-------- Excerpt to read --------

While individual case studies and agile success stories have been plentiful, having quantifiable results and a larger sample allowed us to go beyond anecdotes for the first time. Two major findings emerged.

1. Agility results in a step change in performance and makes it possible to overtake born-agile organizations. Highly successful agile transformations typically delivered around 30 percent gains in efficiency, customer satisfaction, employee engagement, and operational performance; made the organization five to ten times faster; and turbocharged innovation. While conventional wisdom sometimes sees these targets as contradictory (for example, efficiency at the cost of employee engagement), our results show otherwise. The respondents, on average, reported gains across four dimensions of performance, out of seven included in the survey.

This step change also showed up as a competitive advantage. Organizations that achieved a highly successful agile transformation had a three times higher chance of becoming a top-quartile performer among peers than those who had not transformed. And they also overtook the born-agile organizations: they not only had a higher chance of becoming a top-quartile performer, but also had a greater chance of achieving a more mature operating model across all dimensions.

2. Instead of waiting for agility to happen bottom-up, organization leaders need to take charge. Our survey asked respondents in detail what actions they took before and during their agile transformations. Our analysis then compared the close to 300 highly successful transformations with the 580 less successful ones to distill what they did differently. Four elements stood out in our logistic regression model, and together these formed a recipe that raises the chance of success from an average of 30 percent to 75 percent:

  • Ensure the top team gets it. Before you start, spend sufficient time up front to ensure the top team masters the concepts and can lead the change.
  • Be intentional and go after value. Be clear on how agile creates value and have the top team lead the organization to pursue it in a structured manner instead of relying on bottom-up piloting and waiting for agility at scale to emerge.
  • Go beyond agile teams to build connective tissue. In the scope of your transformation, rewire the entire operating model (strategy, structure, process, people, and tech) to make sure it supports and connects rather than holds back the team.
  • Maintain a high speed and use front-runners. Complete the main phase of the agile transformation in less than 18 months to preserve momentum and avoid exhausting the organization; go even faster in selected front-runner areas to demonstrate commitment and early results.

Done right, agility enables a step change in performance and puts you in a position to surpass even born-agile organizations

Highly successful agile transformations delivered significant performance improvement

The essence of an agile transformation is reimagining the organization as a network of high-performing teams, supported by an effective, stable backbone of strategy, structure, processes, people, and technology. Imagine working on such a team—having the right people working together, all with different capabilities, enables organizations to move with unprecedented speed. This can increase customer satisfaction and boost operational performance. It can also provide a safe place to experiment with the authority and funds to do so, helping organizations drive more innovation. Employees will feel more engaged and enthused by a clear and common purpose, the autonomy to make decisions, and an ability to develop mastery in their craft. On the organization level, agile emphasizes prioritization and reduces overhead roles, which leads to more efficiency.

All well enough in theory—but does it work in practice? Pioneers in the field have proved that significant impact is possible, and we have documented many such examples. With this research we wanted to provide hard facts, so we asked each organization that underwent a transformation about the quantifiable improvements they achieved. Exhibit 1 shows that highly successful agile transformations achieved a step change in performance and greater impact across multiple dimensions than the less successful transformations (see sidebar “Defining success” for details on the methodology used).

-------- Data provided --------

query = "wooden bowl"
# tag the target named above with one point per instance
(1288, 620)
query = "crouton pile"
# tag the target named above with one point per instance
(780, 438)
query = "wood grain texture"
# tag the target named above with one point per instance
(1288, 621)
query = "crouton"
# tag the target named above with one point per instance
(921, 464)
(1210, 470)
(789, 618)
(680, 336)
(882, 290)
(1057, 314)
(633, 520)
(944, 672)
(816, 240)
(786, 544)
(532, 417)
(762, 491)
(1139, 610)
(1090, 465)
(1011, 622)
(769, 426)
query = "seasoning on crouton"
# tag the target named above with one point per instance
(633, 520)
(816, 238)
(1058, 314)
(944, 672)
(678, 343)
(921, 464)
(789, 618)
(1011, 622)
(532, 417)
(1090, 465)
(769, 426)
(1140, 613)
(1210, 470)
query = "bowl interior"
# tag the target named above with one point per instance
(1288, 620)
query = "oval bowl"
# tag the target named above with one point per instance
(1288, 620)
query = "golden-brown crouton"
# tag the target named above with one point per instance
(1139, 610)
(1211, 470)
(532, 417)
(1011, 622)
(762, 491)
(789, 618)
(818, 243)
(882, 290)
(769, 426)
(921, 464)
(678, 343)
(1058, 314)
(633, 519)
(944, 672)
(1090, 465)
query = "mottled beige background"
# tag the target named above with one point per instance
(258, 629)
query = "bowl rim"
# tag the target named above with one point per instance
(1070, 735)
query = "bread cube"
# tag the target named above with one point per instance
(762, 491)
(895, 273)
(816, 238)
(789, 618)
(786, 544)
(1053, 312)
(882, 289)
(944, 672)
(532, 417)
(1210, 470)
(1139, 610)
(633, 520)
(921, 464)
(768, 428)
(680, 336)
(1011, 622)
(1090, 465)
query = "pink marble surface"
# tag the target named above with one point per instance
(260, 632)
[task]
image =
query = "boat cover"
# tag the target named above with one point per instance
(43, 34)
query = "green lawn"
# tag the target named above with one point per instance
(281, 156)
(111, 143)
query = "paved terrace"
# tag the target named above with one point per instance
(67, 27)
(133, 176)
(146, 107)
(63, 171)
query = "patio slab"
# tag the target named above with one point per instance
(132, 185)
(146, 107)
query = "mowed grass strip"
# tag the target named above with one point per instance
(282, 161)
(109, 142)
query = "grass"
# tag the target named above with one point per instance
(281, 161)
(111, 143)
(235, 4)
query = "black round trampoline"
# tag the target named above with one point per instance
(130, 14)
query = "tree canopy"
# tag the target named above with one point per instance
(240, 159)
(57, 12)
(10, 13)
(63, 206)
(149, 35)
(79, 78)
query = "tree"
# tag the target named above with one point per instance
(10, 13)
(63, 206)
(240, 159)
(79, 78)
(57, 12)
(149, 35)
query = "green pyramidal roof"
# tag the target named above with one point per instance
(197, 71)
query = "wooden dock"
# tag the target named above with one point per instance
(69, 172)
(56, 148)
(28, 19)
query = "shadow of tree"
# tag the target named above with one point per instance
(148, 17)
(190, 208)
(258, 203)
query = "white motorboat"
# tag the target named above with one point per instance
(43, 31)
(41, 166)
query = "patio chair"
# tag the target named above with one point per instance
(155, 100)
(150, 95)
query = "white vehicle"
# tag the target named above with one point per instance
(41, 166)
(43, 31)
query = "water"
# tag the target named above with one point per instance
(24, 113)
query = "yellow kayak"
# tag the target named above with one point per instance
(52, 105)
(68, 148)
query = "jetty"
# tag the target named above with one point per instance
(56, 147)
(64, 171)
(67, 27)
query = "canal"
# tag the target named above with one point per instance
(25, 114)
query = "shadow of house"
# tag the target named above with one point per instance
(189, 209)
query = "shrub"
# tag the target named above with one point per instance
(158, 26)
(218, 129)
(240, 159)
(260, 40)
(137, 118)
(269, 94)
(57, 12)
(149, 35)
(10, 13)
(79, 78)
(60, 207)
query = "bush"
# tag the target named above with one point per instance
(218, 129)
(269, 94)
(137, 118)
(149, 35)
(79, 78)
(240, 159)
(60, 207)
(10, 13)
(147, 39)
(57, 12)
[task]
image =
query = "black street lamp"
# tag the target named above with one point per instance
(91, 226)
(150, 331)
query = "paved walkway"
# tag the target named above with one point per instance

--------

*What you will do:*
1. Answer these questions using the agile transformation excerpt, one line each:
(a) What size of gains did highly successful agile transformations typically deliver in efficiency, customer satisfaction, employee engagement, and operational performance?
(b) How many highly successful transformations and how many less successful ones did the analysis compare?
(c) In how much time should the main phase of an agile transformation be completed?
2. Count the lines of the records that contain the string "green", treating uppercase and lowercase as different, and give only the number.

*Completed exercise:*
1.
(a) Around 30 percent.
(b) Close to 300 highly successful transformations and 580 less successful ones.
(c) In less than 18 months.

2. 2